What to do -
Give the rows below as a Markdown table with two columns, "No." for the line number and "Line" for the line itself. Leave out blank lines and the pictures.

Entries from a point annotation set -
%%
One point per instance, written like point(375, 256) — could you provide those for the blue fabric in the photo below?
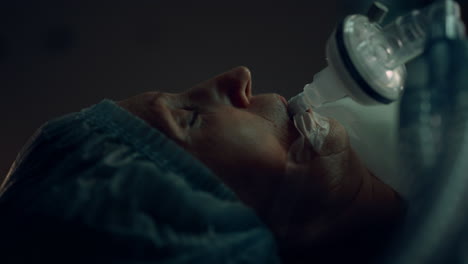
point(101, 185)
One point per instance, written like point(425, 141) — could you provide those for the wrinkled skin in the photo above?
point(245, 139)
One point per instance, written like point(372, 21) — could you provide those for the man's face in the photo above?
point(243, 138)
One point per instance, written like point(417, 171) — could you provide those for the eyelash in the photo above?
point(194, 117)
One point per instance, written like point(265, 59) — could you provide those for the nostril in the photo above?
point(236, 84)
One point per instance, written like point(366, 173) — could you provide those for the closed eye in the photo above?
point(194, 117)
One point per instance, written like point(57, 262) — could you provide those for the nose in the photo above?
point(236, 86)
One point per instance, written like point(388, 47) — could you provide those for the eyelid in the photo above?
point(195, 115)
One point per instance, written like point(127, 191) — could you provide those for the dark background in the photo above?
point(57, 57)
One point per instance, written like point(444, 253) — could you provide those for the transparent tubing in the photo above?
point(405, 38)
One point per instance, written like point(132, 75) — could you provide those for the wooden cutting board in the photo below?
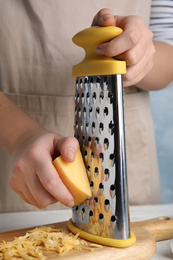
point(146, 232)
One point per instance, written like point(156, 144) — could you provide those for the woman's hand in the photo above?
point(134, 45)
point(33, 175)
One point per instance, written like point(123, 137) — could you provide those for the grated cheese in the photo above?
point(35, 242)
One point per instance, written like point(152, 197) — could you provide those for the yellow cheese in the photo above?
point(74, 177)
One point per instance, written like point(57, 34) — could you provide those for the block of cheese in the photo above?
point(74, 177)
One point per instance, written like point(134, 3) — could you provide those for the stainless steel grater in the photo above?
point(100, 130)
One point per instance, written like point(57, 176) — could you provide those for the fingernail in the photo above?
point(71, 154)
point(70, 204)
point(105, 17)
point(99, 50)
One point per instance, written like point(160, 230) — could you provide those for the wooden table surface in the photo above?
point(13, 221)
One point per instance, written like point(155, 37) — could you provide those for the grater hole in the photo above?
point(80, 82)
point(91, 80)
point(101, 187)
point(96, 202)
point(110, 96)
point(81, 126)
point(106, 144)
point(113, 218)
point(85, 83)
point(96, 171)
point(101, 127)
point(79, 111)
point(77, 97)
point(98, 80)
point(88, 98)
point(111, 128)
point(77, 137)
point(94, 97)
point(106, 174)
point(101, 156)
point(97, 141)
point(93, 127)
point(84, 112)
point(105, 111)
point(105, 79)
point(92, 155)
point(82, 97)
point(87, 127)
point(107, 205)
point(112, 159)
point(76, 208)
point(101, 218)
point(91, 184)
point(83, 213)
point(89, 139)
point(101, 96)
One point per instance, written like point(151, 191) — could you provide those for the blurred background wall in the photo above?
point(162, 109)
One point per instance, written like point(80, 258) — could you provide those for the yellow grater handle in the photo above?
point(95, 64)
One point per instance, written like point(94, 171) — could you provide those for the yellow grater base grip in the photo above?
point(102, 240)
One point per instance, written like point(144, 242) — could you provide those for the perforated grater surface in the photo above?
point(100, 129)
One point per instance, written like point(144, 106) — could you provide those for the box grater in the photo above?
point(100, 130)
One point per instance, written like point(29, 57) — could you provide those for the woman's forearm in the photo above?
point(161, 74)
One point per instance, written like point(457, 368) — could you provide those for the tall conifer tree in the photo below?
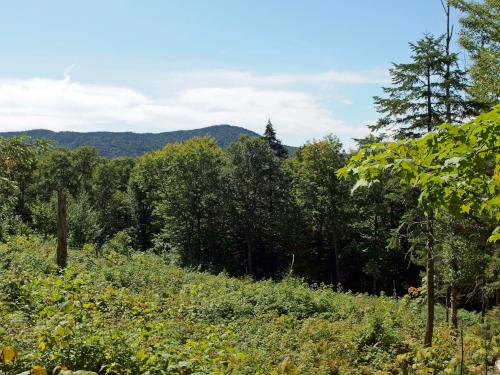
point(275, 143)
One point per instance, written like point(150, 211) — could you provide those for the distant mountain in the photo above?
point(111, 144)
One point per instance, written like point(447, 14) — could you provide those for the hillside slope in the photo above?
point(111, 144)
point(135, 314)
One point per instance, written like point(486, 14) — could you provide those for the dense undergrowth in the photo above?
point(120, 314)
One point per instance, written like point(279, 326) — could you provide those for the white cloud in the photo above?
point(198, 99)
point(235, 77)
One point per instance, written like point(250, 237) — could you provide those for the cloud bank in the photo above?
point(195, 99)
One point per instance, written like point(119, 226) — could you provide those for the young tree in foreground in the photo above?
point(57, 173)
point(457, 168)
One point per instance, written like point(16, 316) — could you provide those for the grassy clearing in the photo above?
point(135, 314)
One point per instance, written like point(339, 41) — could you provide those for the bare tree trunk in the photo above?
point(249, 255)
point(447, 73)
point(429, 323)
point(62, 244)
point(447, 303)
point(454, 306)
point(337, 261)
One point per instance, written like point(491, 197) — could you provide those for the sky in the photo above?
point(312, 66)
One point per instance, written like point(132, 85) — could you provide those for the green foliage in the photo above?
point(135, 314)
point(120, 243)
point(83, 223)
point(456, 167)
point(425, 92)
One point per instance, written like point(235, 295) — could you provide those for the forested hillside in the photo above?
point(202, 257)
point(112, 144)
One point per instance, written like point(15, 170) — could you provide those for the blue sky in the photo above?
point(311, 66)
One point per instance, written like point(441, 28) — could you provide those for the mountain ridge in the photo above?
point(115, 144)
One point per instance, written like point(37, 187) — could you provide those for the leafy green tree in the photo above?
point(258, 191)
point(112, 200)
point(57, 173)
point(191, 199)
point(83, 221)
point(456, 168)
point(321, 196)
point(274, 143)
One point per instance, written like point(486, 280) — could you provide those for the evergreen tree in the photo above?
point(425, 92)
point(275, 143)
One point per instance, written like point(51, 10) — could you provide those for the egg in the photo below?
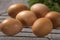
%%
Final result -
| No. | Line |
|---|---|
| 1 | One point per instance, written like point(375, 256) — could you provide those for the blue fabric in the photo below? |
| 2 | point(101, 185) |
| 3 | One point per instance, written like point(425, 141) — could you provide those for the wrinkled skin in the photo above? |
| 4 | point(245, 139) |
| 5 | One point per instance, written like point(372, 21) — could you provide those for the man's face in the photo above? |
| 6 | point(243, 138) |
| 7 | One point per instance, written like point(417, 171) — could you provide those for the eyelash in the photo above? |
| 8 | point(194, 117) |
| 9 | One point per instance, written like point(265, 59) — could you provide those for the nostril in the photo above? |
| 10 | point(236, 84) |
| 11 | One point per instance, written like point(366, 173) — could you provide those for the closed eye in the photo above? |
| 12 | point(194, 117) |
| 13 | One point per instance, written like point(57, 262) — could you provide those for the nose in the photo above? |
| 14 | point(236, 86) |
| 15 | One point per instance, written like point(388, 47) — could you provide those for the eyelid in the photo above? |
| 16 | point(195, 115) |
| 17 | One point per instance, written like point(127, 191) — could you provide those for the dark background in the photo above? |
| 18 | point(57, 57) |
| 19 | One point per instance, written like point(444, 253) — could you provide those for the transparent tubing in the photo above? |
| 20 | point(405, 38) |
| 21 | One point per instance, written like point(132, 75) — could you provide those for the wooden cutting board in the photo below? |
| 22 | point(146, 232) |
| 23 | One point per instance, written like point(156, 144) — could you provide those for the woman's hand in the photo above? |
| 24 | point(134, 45) |
| 25 | point(33, 175) |
| 26 | One point per instance, written like point(123, 137) — could you provide those for the grated cheese in the photo above? |
| 27 | point(35, 242) |
| 28 | One point per instance, written like point(152, 197) — could you provide those for the yellow cheese in the photo above? |
| 29 | point(74, 177) |
| 30 | One point per instance, written like point(57, 34) — could you provide those for the block of cheese in the photo above? |
| 31 | point(74, 177) |
| 32 | One point per instance, written like point(134, 3) — could you provide those for the stainless steel grater in the photo above? |
| 33 | point(100, 130) |
| 34 | One point per instance, written like point(57, 176) — could you provide those for the fingernail in the photo above? |
| 35 | point(71, 154) |
| 36 | point(70, 204) |
| 37 | point(105, 17) |
| 38 | point(99, 50) |
| 39 | One point per instance, written like point(160, 230) — could you provide those for the wooden table surface in the photo above? |
| 40 | point(13, 221) |
| 41 | One point per instance, written like point(155, 37) — could you provide those for the grater hole in the photo above? |
| 42 | point(80, 82) |
| 43 | point(91, 80) |
| 44 | point(101, 187) |
| 45 | point(96, 202) |
| 46 | point(110, 96) |
| 47 | point(81, 126) |
| 48 | point(106, 144) |
| 49 | point(113, 218) |
| 50 | point(85, 83) |
| 51 | point(96, 171) |
| 52 | point(101, 127) |
| 53 | point(79, 111) |
| 54 | point(77, 97) |
| 55 | point(98, 80) |
| 56 | point(88, 98) |
| 57 | point(111, 128) |
| 58 | point(77, 137) |
| 59 | point(94, 97) |
| 60 | point(106, 174) |
| 61 | point(101, 156) |
| 62 | point(97, 141) |
| 63 | point(93, 127) |
| 64 | point(84, 112) |
| 65 | point(105, 111) |
| 66 | point(105, 79) |
| 67 | point(92, 155) |
| 68 | point(82, 97) |
| 69 | point(87, 127) |
| 70 | point(107, 205) |
| 71 | point(112, 159) |
| 72 | point(76, 208) |
| 73 | point(101, 218) |
| 74 | point(91, 184) |
| 75 | point(83, 213) |
| 76 | point(89, 139) |
| 77 | point(101, 96) |
| 78 | One point per instance, written like point(151, 191) — could you provide those for the blurred background wall in the photo above? |
| 79 | point(162, 109) |
| 80 | One point per instance, written like point(80, 258) — could you provide those for the yellow grater handle in the photo above? |
| 81 | point(95, 64) |
| 82 | One point per instance, written like point(94, 171) — could you provide those for the yellow grater base grip in the photo above? |
| 83 | point(102, 240) |
| 84 | One point per instance, written like point(144, 242) — could you provide those for the perforated grater surface in the photo above? |
| 85 | point(100, 129) |
| 86 | One point per instance, written like point(144, 106) — could you provide those for the box grater in the photo above? |
| 87 | point(100, 130) |
| 88 | One point per instance, written like point(29, 57) — could you provide those for the woman's forearm in the photo above? |
| 89 | point(161, 74) |
| 90 | One point per instance, written like point(457, 368) — could you provide those for the tall conifer tree in the photo below? |
| 91 | point(275, 143) |
| 92 | One point per instance, written like point(150, 211) — could you provide those for the distant mountain in the photo above? |
| 93 | point(111, 144) |
| 94 | One point per instance, written like point(447, 14) — could you provide those for the hillside slope in the photo above? |
| 95 | point(111, 144) |
| 96 | point(135, 314) |
| 97 | One point per instance, written like point(486, 14) — could you provide those for the dense undergrowth in the photo above? |
| 98 | point(120, 314) |
| 99 | One point per instance, written like point(279, 326) — could you provide those for the white cloud in the photo above? |
| 100 | point(198, 99) |
| 101 | point(235, 77) |
| 102 | One point per instance, written like point(250, 237) — could you provide those for the cloud bank in the photo above? |
| 103 | point(195, 99) |
| 104 | One point per instance, written like point(119, 226) — could you provide those for the young tree in foreground in the photo above? |
| 105 | point(57, 173) |
| 106 | point(457, 168) |
| 107 | One point per instance, written like point(16, 316) — could you provide those for the grassy clearing in the photo above? |
| 108 | point(135, 314) |
| 109 | One point per instance, written like point(339, 41) — could you provide those for the bare tree trunk in the photo above? |
| 110 | point(249, 255) |
| 111 | point(447, 73) |
| 112 | point(429, 323) |
| 113 | point(62, 244) |
| 114 | point(447, 303) |
| 115 | point(454, 306) |
| 116 | point(337, 261) |
| 117 | One point per instance, written like point(491, 197) — could you provide those for the sky in the photo above? |
| 118 | point(312, 66) |
| 119 | One point per instance, written like point(132, 85) — could you provide those for the green foliage in the photo above? |
| 120 | point(135, 314) |
| 121 | point(120, 243) |
| 122 | point(83, 223) |
| 123 | point(456, 167) |
| 124 | point(425, 92) |
| 125 | One point per instance, written like point(235, 295) — could you provide those for the forested hillside in the photo above? |
| 126 | point(202, 257) |
| 127 | point(112, 144) |
| 128 | One point per instance, written like point(15, 170) — could you provide those for the blue sky in the photo above? |
| 129 | point(311, 66) |
| 130 | One point per instance, written like point(441, 28) — could you provide those for the mountain ridge in the photo above? |
| 131 | point(115, 144) |
| 132 | One point per instance, written like point(37, 187) — could you provide those for the leafy green tree in the photo above? |
| 133 | point(258, 191) |
| 134 | point(112, 200) |
| 135 | point(57, 173) |
| 136 | point(191, 199) |
| 137 | point(83, 221) |
| 138 | point(456, 168) |
| 139 | point(321, 196) |
| 140 | point(274, 143) |
| 141 | One point per instance, written like point(486, 280) — could you provide those for the evergreen tree in the photo above? |
| 142 | point(425, 92) |
| 143 | point(275, 143) |
| 144 | One point per instance, written like point(51, 10) — could you provide those for the egg in the photo below? |